* Region pointing data
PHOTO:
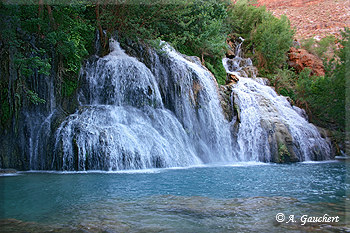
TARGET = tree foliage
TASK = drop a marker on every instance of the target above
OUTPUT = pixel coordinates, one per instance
(267, 38)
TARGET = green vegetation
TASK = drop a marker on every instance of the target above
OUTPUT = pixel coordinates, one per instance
(267, 37)
(40, 40)
(322, 97)
(323, 48)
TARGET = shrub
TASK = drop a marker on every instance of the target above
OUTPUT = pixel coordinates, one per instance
(268, 37)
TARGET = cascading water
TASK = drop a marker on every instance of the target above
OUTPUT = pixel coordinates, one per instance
(268, 128)
(131, 118)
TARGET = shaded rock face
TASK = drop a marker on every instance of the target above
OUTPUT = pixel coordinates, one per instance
(299, 59)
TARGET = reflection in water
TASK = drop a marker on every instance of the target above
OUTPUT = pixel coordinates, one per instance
(200, 199)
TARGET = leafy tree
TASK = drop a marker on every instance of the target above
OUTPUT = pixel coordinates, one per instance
(267, 38)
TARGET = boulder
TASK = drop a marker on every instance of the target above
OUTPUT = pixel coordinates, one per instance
(299, 59)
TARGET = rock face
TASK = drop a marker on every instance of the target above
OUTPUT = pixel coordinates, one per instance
(312, 17)
(299, 59)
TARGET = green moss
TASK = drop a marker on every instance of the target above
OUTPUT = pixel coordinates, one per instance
(69, 87)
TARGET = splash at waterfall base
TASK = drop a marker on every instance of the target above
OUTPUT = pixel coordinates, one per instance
(141, 108)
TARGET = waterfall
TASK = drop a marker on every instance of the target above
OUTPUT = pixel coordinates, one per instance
(133, 118)
(162, 109)
(268, 128)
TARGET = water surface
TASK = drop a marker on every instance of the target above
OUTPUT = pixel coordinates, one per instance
(236, 197)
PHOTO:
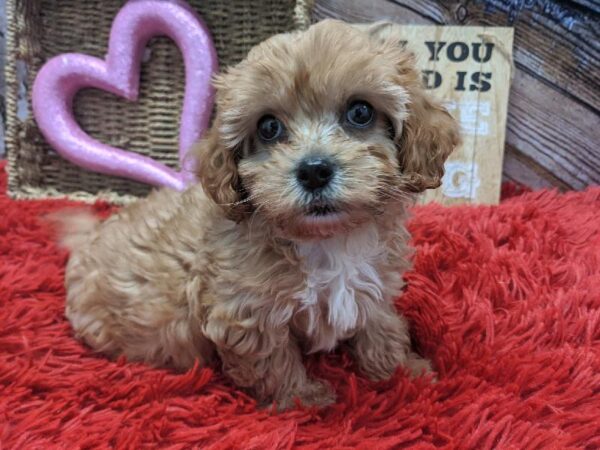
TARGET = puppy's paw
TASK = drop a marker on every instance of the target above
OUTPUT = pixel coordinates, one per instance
(313, 393)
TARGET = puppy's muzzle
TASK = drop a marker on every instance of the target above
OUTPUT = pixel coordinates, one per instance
(314, 173)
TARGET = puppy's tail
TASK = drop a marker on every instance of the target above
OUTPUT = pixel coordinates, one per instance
(73, 227)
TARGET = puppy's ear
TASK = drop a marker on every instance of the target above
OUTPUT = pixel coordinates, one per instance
(426, 133)
(218, 173)
(429, 134)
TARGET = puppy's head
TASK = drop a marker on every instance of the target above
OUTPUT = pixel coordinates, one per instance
(318, 131)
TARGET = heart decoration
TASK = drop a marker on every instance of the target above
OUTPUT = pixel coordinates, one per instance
(63, 76)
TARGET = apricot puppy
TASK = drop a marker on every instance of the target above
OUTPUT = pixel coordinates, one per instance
(293, 240)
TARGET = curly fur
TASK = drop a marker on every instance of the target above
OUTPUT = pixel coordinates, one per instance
(234, 267)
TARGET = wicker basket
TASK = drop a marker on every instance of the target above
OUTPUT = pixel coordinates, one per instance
(40, 29)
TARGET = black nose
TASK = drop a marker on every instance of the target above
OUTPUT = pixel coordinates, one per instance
(315, 172)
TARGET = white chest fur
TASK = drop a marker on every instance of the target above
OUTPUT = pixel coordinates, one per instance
(342, 284)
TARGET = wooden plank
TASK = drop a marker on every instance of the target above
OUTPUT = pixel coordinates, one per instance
(518, 168)
(557, 133)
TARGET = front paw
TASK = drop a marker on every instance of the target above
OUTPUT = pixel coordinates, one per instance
(312, 393)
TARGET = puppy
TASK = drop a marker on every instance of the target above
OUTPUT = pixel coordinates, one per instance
(293, 240)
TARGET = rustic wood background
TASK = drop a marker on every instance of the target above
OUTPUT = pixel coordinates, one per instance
(553, 131)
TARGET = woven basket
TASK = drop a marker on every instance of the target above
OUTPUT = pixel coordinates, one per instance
(40, 29)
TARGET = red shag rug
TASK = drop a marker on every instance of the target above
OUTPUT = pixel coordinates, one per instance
(504, 300)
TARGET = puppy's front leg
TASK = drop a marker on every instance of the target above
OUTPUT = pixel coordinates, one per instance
(384, 344)
(269, 364)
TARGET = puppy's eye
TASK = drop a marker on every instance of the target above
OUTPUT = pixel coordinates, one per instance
(360, 114)
(270, 128)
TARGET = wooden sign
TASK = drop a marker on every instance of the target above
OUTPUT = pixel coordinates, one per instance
(469, 70)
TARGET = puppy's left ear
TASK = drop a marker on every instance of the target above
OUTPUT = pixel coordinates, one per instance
(426, 133)
(429, 135)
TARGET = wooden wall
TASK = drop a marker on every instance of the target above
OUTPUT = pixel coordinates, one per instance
(553, 134)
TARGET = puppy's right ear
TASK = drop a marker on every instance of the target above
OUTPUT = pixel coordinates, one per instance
(218, 173)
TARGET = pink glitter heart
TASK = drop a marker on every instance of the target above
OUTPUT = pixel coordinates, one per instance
(136, 23)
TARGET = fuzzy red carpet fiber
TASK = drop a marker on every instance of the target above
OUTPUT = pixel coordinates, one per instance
(504, 300)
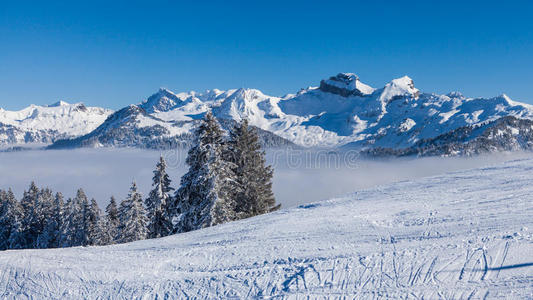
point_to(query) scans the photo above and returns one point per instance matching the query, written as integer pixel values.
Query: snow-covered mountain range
(397, 119)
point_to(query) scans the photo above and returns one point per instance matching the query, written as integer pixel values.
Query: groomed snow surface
(462, 235)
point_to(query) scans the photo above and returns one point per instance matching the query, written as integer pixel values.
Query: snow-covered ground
(461, 235)
(300, 176)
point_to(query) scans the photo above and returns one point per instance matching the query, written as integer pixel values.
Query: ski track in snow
(461, 235)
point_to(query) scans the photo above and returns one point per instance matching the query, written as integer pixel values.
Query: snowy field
(300, 176)
(461, 235)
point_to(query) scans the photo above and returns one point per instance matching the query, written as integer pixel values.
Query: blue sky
(115, 54)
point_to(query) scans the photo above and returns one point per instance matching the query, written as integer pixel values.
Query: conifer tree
(10, 215)
(51, 236)
(74, 230)
(132, 217)
(254, 195)
(205, 196)
(157, 203)
(45, 201)
(92, 223)
(31, 219)
(110, 224)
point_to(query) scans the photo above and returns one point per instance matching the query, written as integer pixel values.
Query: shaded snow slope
(341, 111)
(462, 235)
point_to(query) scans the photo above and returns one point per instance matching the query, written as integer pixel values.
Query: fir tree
(110, 224)
(52, 232)
(205, 196)
(254, 195)
(93, 226)
(30, 222)
(132, 217)
(74, 230)
(10, 215)
(45, 201)
(157, 203)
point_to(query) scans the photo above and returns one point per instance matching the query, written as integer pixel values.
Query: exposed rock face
(346, 85)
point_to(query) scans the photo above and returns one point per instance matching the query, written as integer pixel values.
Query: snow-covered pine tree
(205, 197)
(30, 222)
(10, 215)
(157, 203)
(45, 201)
(92, 223)
(51, 236)
(110, 224)
(254, 195)
(74, 229)
(132, 217)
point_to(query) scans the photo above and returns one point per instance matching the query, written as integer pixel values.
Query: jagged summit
(163, 100)
(346, 85)
(342, 111)
(398, 88)
(59, 103)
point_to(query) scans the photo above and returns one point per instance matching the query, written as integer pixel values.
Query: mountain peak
(163, 100)
(346, 85)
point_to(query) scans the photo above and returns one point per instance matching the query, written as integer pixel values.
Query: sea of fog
(300, 176)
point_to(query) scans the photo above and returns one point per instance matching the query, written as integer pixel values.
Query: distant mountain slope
(462, 235)
(342, 111)
(46, 124)
(134, 127)
(505, 134)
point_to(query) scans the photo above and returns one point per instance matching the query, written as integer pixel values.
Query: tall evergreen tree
(45, 201)
(10, 215)
(157, 203)
(254, 195)
(132, 217)
(110, 224)
(51, 236)
(92, 223)
(205, 196)
(31, 219)
(74, 230)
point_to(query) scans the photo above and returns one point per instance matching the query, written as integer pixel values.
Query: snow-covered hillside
(462, 235)
(342, 111)
(46, 124)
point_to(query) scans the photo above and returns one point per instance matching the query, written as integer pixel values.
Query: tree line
(227, 180)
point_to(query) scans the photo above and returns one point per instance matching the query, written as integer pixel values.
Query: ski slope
(461, 235)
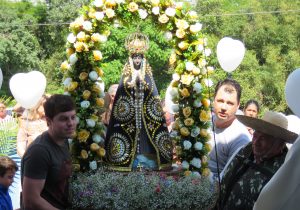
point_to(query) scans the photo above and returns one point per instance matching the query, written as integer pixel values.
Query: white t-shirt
(228, 141)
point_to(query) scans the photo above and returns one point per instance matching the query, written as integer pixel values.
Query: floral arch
(189, 89)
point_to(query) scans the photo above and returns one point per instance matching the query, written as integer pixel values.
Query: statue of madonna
(137, 135)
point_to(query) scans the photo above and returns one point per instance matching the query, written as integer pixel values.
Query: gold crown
(137, 43)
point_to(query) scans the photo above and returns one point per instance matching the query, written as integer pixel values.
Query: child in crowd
(8, 169)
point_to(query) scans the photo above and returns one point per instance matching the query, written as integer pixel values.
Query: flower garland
(189, 87)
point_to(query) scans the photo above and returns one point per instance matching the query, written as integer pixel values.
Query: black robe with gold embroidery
(123, 139)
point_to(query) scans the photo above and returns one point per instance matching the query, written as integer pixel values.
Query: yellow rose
(101, 152)
(65, 66)
(83, 76)
(78, 46)
(110, 3)
(163, 18)
(185, 92)
(84, 154)
(81, 36)
(76, 167)
(73, 86)
(86, 94)
(132, 7)
(83, 135)
(99, 71)
(187, 173)
(100, 102)
(97, 55)
(188, 122)
(204, 116)
(206, 172)
(183, 45)
(180, 33)
(94, 147)
(154, 2)
(96, 37)
(184, 131)
(187, 79)
(69, 51)
(205, 102)
(203, 132)
(110, 13)
(96, 89)
(187, 111)
(181, 24)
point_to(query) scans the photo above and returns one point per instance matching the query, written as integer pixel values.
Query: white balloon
(230, 53)
(1, 78)
(292, 87)
(28, 88)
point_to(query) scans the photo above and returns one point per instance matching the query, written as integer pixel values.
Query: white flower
(170, 12)
(197, 87)
(199, 47)
(99, 15)
(71, 38)
(176, 77)
(168, 35)
(196, 28)
(207, 52)
(189, 66)
(67, 81)
(197, 103)
(208, 82)
(97, 138)
(90, 123)
(196, 162)
(87, 25)
(198, 146)
(142, 13)
(85, 104)
(98, 3)
(155, 10)
(195, 131)
(187, 145)
(185, 165)
(93, 165)
(93, 75)
(73, 59)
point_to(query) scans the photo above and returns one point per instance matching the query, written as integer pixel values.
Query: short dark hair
(7, 164)
(58, 103)
(252, 101)
(230, 82)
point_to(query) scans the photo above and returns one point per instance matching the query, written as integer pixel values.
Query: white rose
(73, 59)
(67, 81)
(198, 146)
(142, 13)
(93, 75)
(170, 12)
(71, 38)
(189, 65)
(99, 15)
(93, 165)
(87, 25)
(185, 165)
(90, 123)
(187, 145)
(196, 162)
(197, 87)
(155, 10)
(85, 104)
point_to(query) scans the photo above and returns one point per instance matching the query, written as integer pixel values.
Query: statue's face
(137, 60)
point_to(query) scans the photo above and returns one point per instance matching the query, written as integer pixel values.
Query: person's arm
(31, 195)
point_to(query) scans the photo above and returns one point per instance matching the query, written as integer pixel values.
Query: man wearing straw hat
(255, 164)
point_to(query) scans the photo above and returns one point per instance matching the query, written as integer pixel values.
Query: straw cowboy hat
(272, 123)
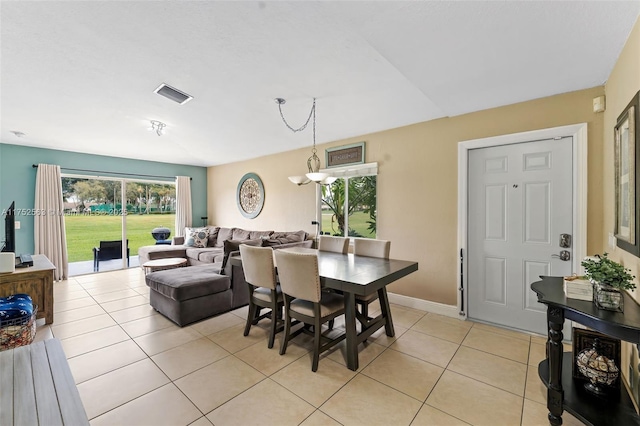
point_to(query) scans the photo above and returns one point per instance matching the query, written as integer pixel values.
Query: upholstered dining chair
(264, 291)
(334, 244)
(305, 301)
(370, 248)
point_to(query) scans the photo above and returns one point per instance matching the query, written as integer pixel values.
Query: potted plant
(609, 278)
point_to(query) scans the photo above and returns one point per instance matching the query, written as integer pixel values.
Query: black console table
(563, 393)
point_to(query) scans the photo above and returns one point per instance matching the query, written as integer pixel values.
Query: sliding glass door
(108, 219)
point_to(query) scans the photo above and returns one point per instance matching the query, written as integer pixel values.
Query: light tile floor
(132, 366)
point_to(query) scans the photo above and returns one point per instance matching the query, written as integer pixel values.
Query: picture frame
(345, 155)
(627, 190)
(610, 347)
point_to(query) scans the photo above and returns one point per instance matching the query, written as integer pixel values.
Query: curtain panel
(49, 231)
(183, 204)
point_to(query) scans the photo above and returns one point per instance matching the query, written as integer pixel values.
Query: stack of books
(576, 288)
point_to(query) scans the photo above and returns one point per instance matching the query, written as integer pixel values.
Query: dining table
(359, 276)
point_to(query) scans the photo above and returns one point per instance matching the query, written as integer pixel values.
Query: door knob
(564, 255)
(565, 240)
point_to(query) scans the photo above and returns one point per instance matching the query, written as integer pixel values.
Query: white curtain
(49, 233)
(183, 204)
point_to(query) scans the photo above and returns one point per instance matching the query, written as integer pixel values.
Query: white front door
(520, 202)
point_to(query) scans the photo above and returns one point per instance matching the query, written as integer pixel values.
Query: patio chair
(108, 250)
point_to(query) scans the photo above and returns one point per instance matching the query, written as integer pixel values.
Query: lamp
(313, 162)
(158, 126)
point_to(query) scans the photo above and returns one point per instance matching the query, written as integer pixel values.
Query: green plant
(605, 271)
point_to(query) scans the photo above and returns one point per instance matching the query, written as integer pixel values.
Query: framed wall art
(627, 190)
(344, 155)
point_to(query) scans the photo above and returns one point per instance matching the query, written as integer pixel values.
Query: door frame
(579, 202)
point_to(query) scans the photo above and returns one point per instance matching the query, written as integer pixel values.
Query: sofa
(213, 285)
(208, 244)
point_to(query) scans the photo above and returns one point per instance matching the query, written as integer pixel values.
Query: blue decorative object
(16, 307)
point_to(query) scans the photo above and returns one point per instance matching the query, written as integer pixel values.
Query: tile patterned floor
(132, 366)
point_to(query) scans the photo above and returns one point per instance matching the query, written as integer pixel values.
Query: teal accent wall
(18, 180)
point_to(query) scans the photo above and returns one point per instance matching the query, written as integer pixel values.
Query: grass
(84, 232)
(357, 222)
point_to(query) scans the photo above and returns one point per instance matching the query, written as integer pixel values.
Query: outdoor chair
(304, 301)
(264, 291)
(108, 250)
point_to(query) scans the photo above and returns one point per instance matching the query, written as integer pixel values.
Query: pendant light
(313, 162)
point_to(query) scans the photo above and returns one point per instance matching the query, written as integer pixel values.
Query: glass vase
(607, 297)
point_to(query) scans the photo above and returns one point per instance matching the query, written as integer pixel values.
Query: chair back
(299, 276)
(257, 263)
(110, 250)
(371, 248)
(334, 244)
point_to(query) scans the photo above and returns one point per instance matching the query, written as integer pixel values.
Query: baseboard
(425, 305)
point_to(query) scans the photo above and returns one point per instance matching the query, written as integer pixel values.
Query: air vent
(173, 94)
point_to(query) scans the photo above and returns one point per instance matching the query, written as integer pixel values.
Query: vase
(600, 371)
(607, 297)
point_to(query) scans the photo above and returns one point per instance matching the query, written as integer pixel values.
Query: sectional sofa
(213, 285)
(213, 250)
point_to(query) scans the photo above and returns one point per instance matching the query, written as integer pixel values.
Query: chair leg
(287, 330)
(365, 309)
(250, 317)
(317, 329)
(272, 329)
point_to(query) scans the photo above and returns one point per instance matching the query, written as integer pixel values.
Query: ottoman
(186, 295)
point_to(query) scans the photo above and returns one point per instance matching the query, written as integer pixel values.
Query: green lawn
(85, 232)
(357, 222)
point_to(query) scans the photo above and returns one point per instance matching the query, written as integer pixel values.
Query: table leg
(352, 333)
(386, 311)
(555, 394)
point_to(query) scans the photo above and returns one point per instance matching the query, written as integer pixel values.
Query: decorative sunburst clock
(250, 195)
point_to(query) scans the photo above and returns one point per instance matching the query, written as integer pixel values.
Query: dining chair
(370, 248)
(264, 291)
(334, 244)
(305, 301)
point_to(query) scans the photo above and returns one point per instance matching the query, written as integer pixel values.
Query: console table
(36, 281)
(563, 392)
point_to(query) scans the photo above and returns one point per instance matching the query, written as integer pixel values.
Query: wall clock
(250, 195)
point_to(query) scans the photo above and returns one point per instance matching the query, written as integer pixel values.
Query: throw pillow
(234, 245)
(196, 237)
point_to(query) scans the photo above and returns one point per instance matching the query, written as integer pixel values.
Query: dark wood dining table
(360, 275)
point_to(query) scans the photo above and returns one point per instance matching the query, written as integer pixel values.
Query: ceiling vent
(173, 94)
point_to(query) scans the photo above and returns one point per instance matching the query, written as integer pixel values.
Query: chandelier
(158, 127)
(313, 162)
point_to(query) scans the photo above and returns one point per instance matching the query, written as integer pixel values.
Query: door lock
(564, 255)
(565, 240)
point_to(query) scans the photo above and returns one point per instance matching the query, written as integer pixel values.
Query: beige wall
(623, 83)
(417, 184)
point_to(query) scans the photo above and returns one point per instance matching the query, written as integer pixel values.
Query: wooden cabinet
(565, 393)
(36, 281)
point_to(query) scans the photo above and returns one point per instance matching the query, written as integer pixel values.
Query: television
(10, 229)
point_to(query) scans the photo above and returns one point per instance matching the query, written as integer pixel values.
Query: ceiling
(80, 75)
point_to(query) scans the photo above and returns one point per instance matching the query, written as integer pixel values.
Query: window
(348, 206)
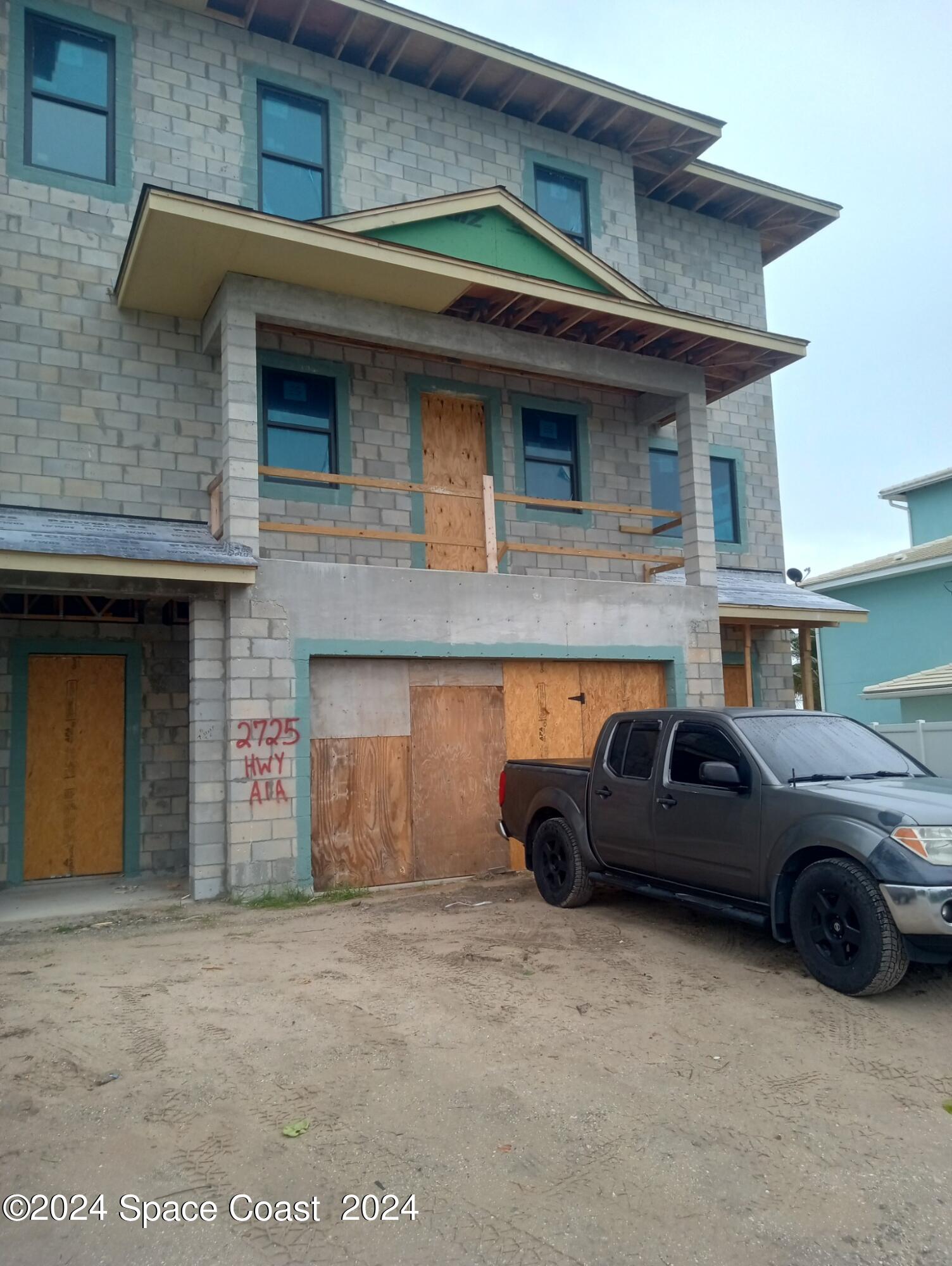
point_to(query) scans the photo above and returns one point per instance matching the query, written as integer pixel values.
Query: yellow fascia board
(492, 199)
(535, 65)
(789, 617)
(179, 277)
(130, 569)
(753, 185)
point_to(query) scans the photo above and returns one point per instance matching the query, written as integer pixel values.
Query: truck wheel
(558, 865)
(844, 930)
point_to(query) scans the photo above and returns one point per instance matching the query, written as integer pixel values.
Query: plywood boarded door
(544, 712)
(620, 687)
(454, 434)
(361, 812)
(74, 808)
(459, 749)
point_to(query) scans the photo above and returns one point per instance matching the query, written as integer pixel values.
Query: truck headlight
(934, 844)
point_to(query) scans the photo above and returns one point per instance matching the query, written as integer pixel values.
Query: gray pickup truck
(806, 824)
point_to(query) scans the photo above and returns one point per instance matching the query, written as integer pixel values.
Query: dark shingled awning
(32, 540)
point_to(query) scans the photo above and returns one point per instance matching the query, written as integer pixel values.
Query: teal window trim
(278, 491)
(307, 649)
(580, 412)
(420, 385)
(120, 189)
(255, 75)
(534, 159)
(21, 653)
(737, 458)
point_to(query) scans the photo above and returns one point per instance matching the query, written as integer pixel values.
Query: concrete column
(207, 749)
(694, 474)
(265, 746)
(240, 426)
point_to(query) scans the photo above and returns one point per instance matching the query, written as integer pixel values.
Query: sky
(849, 101)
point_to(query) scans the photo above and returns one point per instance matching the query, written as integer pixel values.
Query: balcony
(473, 544)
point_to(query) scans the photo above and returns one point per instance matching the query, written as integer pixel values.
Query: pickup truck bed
(808, 824)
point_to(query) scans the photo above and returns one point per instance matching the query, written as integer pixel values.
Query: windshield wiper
(884, 774)
(818, 778)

* Task directions
Please find every line in the records that contains the word "heart", and copy it out.

* Result
TARGET = heart decoration
TARGET = pink glitter heart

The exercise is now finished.